[AIM OF THE EXERCISE]
Review the material and extract every line in which the word "baseboard" occurs.

[SUPPLIED DATA]
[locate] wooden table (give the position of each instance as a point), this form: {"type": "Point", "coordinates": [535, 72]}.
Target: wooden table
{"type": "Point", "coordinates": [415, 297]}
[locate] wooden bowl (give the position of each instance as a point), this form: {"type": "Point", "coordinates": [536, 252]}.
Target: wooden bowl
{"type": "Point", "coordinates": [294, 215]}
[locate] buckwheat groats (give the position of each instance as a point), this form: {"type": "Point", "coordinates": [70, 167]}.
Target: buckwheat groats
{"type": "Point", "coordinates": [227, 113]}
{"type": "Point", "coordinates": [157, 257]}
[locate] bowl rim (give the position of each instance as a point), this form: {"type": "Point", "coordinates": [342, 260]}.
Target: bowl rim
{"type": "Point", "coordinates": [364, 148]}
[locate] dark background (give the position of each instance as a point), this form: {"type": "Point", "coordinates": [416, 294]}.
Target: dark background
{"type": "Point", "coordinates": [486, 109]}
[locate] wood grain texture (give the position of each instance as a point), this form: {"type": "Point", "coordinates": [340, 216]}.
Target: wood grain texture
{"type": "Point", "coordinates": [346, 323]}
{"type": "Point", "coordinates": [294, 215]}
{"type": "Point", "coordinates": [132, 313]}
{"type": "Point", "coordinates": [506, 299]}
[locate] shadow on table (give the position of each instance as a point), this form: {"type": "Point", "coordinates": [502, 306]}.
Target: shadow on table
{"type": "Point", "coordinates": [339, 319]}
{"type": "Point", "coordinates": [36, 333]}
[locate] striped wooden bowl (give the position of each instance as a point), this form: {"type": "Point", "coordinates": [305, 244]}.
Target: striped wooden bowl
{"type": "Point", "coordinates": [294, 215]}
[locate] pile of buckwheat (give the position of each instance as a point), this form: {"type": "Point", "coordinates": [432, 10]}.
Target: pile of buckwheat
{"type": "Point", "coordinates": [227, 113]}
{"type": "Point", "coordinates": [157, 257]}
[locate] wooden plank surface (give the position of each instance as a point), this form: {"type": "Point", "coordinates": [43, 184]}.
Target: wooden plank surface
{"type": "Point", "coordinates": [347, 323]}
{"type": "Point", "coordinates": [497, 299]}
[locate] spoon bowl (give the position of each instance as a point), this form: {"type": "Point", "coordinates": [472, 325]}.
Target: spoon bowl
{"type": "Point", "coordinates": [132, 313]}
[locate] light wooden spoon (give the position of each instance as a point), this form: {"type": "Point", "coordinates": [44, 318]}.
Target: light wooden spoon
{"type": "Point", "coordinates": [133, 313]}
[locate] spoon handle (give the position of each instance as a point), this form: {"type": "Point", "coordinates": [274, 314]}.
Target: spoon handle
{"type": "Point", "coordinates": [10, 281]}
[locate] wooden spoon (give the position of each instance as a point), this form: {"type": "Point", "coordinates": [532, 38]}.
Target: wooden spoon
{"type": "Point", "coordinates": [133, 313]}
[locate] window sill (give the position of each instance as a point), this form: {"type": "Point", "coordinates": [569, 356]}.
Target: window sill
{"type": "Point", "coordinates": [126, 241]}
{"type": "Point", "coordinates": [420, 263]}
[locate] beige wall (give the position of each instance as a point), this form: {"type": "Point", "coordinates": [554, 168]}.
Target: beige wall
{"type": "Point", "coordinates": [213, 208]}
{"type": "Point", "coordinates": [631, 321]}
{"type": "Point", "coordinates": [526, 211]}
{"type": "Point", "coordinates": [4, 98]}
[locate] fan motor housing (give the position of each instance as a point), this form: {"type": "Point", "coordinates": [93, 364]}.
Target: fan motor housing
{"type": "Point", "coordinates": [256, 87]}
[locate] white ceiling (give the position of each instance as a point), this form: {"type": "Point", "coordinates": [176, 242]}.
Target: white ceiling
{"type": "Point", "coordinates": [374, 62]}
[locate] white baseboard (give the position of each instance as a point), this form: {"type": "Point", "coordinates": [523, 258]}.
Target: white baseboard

[OUTPUT BELOW]
[locate] white baseboard (give the position of each instance as a point), this form: {"type": "Point", "coordinates": [523, 258]}.
Target: white baseboard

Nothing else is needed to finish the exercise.